- **Document segment**:
Wednesday Keynote: What Are You Feeling?  Technology for Emotion Sensing and Communication
Rosalind W. Picard
MIT Media Laboratory, Cambridge, Massachusetts, USA

Rosalind W. Picard photo
ABSTRACT
New technology is making it possible to sense and communicate several aspects of emotion in real time, an important ability for reducing misunderstandings during collaboration.  Many kinds of affective state information - such as whether a person is interested, agreeing, disagreeing, frustrated, confused, or pleased, can now be interpreted by machine through physiological modalities ranging from voice, to facial expression, to autonomic nervous system changes.  This talk will attempt live demonstrations of some of this technology that was developed at the MIT Media Laboratory, and will discuss some of its limitations and capabilities for improving communication in autism, sensory processing disorders, epilepsy, customer experience measurement, human-robot interaction, and therapeutic social interactions.

- **Problem set**:
(A) According to the keynote abstract, where was the technology for the live demonstrations developed?
(B) In the keynote abstract, swap "misunderstandings" for "conflicts" and write out the passage starting at "Rosalind W. Picard photo" and ending at "therapeutic social interactions.".

- **Information provided**:
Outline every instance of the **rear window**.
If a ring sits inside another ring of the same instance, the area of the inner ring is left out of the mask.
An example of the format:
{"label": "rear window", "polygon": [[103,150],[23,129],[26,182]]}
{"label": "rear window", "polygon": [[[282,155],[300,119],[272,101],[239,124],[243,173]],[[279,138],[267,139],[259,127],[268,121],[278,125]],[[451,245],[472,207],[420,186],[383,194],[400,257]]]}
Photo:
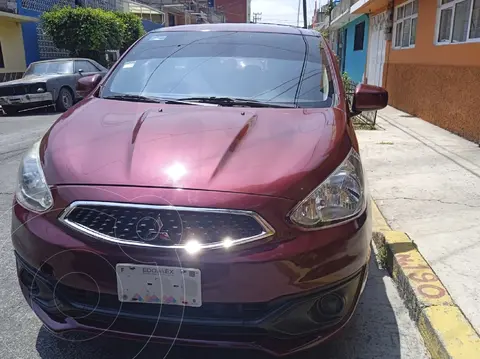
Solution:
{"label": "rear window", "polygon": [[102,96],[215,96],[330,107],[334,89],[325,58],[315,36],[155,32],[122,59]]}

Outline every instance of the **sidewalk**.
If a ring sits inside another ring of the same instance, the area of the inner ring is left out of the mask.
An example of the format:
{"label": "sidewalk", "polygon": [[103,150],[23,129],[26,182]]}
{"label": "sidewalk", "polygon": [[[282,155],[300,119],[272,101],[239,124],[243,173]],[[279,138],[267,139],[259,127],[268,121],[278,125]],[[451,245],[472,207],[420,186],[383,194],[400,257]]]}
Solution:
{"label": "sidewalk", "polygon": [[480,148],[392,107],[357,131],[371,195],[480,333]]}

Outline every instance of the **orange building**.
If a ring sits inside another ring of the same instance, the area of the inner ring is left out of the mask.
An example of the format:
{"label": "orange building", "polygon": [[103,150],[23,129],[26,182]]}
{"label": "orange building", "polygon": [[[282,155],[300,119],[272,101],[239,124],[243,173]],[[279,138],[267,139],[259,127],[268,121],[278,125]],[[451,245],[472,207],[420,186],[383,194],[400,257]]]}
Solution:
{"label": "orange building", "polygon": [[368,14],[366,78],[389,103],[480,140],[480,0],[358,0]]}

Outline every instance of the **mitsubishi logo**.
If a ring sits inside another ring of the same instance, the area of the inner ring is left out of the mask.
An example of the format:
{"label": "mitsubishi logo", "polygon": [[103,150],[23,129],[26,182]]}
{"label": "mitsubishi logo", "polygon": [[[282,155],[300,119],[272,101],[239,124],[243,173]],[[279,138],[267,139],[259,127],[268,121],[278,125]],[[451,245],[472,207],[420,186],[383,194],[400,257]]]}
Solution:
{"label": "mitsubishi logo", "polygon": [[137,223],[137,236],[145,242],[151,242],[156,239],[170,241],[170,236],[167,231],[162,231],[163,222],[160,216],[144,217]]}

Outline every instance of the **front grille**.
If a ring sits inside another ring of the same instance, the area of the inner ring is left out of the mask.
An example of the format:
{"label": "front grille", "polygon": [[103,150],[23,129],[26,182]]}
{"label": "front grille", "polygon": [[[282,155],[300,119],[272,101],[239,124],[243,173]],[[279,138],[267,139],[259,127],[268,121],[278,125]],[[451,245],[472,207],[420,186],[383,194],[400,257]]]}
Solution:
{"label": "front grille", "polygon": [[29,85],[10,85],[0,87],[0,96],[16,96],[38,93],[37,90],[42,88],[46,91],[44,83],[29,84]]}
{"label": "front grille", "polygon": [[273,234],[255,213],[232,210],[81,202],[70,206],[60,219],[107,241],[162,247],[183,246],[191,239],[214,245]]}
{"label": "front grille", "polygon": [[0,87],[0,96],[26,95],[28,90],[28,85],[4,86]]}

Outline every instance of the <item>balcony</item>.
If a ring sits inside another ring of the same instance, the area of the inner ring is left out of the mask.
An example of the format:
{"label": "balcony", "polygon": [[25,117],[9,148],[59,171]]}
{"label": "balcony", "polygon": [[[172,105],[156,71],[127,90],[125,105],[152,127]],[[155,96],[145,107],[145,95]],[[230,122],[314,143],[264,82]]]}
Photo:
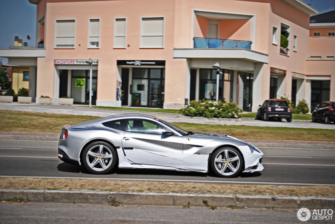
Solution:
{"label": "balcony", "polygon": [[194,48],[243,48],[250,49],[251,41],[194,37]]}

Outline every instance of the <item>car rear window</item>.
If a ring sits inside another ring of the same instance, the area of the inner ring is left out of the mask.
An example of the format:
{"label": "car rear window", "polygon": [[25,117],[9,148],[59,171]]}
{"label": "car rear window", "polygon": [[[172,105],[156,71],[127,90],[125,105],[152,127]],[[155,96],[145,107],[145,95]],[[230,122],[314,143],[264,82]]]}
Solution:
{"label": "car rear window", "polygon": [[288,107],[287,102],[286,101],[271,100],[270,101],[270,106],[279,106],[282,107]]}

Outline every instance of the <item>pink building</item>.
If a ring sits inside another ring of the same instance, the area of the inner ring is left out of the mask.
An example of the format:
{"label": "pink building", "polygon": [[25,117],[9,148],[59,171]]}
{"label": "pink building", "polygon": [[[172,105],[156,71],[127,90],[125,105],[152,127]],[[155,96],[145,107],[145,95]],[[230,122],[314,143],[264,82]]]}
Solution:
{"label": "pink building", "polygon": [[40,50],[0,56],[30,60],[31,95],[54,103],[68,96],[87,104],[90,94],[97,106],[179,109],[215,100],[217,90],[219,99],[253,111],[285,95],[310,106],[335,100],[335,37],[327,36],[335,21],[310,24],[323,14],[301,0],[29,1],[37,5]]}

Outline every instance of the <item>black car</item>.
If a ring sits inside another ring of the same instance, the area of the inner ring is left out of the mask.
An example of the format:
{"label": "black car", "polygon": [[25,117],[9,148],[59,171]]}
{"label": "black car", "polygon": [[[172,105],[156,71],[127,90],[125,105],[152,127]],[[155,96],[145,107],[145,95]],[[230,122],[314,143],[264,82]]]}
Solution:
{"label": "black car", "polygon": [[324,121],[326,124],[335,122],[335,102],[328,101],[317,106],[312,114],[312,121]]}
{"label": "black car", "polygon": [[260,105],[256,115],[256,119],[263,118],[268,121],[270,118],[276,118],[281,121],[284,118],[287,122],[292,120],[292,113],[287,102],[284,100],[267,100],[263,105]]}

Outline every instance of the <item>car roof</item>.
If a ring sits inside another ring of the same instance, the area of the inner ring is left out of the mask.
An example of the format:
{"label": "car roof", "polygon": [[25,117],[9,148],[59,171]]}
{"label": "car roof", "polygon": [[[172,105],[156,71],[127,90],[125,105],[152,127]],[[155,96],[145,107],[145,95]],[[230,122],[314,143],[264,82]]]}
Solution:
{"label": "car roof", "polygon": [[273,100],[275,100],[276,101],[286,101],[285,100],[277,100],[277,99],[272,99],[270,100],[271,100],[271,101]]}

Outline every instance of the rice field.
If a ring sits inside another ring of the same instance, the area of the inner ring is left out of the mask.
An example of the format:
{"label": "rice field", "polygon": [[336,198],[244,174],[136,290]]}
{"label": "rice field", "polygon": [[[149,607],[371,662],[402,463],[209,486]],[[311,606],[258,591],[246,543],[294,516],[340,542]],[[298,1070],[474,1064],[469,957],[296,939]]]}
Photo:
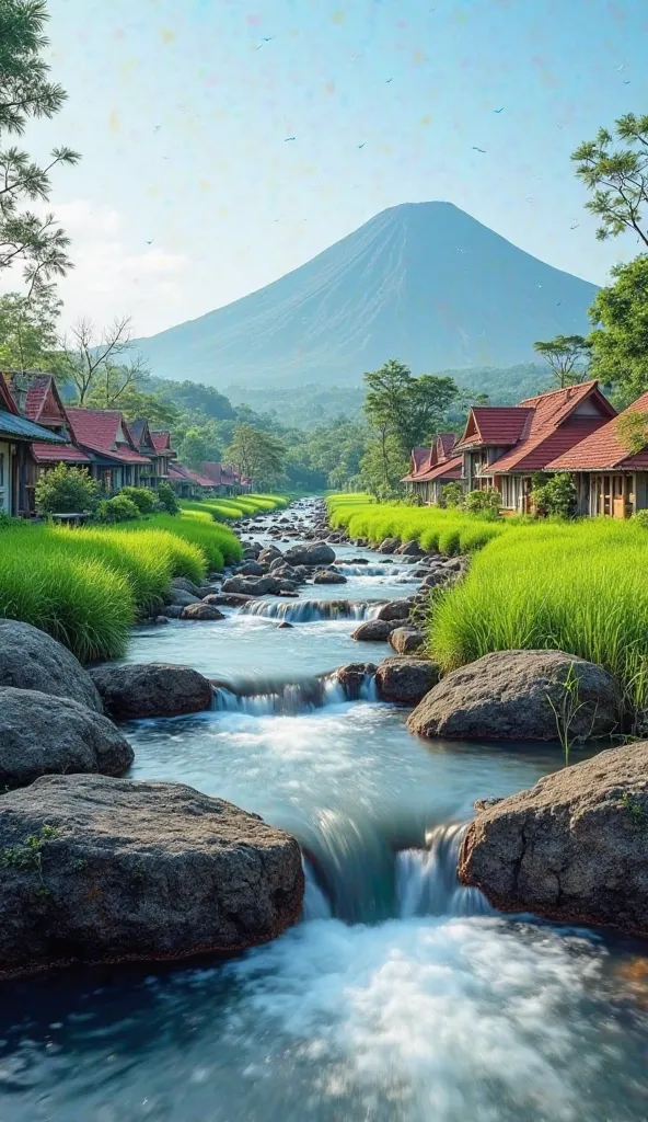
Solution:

* * *

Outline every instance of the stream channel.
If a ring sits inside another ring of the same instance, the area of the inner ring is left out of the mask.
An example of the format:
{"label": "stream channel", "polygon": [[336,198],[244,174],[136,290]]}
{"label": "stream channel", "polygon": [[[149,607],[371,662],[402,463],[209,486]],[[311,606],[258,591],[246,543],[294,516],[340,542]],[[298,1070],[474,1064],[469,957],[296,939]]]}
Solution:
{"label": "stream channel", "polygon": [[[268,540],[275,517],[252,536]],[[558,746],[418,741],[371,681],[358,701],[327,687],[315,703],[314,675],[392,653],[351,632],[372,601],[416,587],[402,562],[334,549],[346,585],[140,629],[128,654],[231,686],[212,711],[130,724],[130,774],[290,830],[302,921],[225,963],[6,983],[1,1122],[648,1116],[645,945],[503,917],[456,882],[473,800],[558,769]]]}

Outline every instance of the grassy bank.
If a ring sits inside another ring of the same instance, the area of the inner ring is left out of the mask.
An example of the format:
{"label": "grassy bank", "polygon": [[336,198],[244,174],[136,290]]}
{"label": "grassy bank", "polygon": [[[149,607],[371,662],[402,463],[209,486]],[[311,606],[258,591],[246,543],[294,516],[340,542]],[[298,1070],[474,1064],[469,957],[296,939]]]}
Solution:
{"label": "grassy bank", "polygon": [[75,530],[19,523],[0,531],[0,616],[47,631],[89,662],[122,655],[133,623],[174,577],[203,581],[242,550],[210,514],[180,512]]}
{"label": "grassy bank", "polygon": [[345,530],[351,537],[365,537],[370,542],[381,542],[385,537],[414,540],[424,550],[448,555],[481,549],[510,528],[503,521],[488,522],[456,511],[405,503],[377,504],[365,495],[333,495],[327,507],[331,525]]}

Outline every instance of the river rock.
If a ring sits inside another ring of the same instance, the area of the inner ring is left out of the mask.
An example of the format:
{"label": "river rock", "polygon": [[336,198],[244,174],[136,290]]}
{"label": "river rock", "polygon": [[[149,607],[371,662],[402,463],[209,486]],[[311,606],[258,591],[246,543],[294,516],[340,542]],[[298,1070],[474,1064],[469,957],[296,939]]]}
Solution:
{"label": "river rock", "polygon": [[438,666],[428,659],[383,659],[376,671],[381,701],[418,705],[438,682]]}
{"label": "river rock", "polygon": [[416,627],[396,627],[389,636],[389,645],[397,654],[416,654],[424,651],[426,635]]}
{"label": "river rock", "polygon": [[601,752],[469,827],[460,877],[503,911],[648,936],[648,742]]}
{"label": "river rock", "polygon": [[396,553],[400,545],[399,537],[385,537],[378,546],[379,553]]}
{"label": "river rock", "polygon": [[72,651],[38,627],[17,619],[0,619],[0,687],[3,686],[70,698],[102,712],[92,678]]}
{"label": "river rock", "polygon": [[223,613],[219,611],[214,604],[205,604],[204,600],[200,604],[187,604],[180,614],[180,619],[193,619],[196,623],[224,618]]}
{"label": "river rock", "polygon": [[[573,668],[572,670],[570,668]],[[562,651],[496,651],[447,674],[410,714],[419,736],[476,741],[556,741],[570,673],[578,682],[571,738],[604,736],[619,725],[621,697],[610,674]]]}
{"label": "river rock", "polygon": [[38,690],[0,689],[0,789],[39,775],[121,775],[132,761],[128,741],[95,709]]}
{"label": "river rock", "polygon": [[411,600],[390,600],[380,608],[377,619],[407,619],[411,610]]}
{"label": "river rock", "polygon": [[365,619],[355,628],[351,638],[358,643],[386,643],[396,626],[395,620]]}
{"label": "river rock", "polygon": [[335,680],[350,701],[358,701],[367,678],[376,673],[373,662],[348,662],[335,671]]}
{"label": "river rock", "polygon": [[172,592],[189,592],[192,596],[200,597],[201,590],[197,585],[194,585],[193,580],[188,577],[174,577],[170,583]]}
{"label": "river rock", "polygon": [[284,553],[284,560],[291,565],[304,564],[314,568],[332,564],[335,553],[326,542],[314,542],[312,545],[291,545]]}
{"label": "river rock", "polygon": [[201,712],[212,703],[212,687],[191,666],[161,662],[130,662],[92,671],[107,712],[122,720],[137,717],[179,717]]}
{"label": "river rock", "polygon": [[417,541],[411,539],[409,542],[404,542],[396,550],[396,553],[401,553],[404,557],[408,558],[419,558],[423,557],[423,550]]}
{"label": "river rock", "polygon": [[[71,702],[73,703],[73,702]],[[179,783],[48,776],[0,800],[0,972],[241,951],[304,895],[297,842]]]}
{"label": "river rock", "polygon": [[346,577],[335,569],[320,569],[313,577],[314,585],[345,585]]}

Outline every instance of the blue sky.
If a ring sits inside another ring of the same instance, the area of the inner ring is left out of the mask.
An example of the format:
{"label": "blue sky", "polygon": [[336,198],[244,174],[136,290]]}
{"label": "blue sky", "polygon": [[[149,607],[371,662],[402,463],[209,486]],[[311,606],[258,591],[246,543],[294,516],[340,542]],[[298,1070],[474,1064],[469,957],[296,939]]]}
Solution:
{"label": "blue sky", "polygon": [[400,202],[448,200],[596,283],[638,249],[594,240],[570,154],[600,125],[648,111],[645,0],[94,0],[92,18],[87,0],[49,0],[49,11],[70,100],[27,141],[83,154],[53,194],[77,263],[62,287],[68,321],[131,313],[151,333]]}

- **Answers to the exercises**:
(A) At the MIT Media Laboratory.

(B)
Rosalind W. Picard photo
ABSTRACT
New technology is making it possible to sense and communicate several aspects of emotion in real time, an important ability for reducing conflicts during collaboration.  Many kinds of affective state information - such as whether a person is interested, agreeing, disagreeing, frustrated, confused, or pleased, can now be interpreted by machine through physiological modalities ranging from voice, to facial expression, to autonomic nervous system changes.  This talk will attempt live demonstrations of some of this technology that was developed at the MIT Media Laboratory, and will discuss some of its limitations and capabilities for improving communication in autism, sensory processing disorders, epilepsy, customer experience measurement, human-robot interaction, and therapeutic social interactions.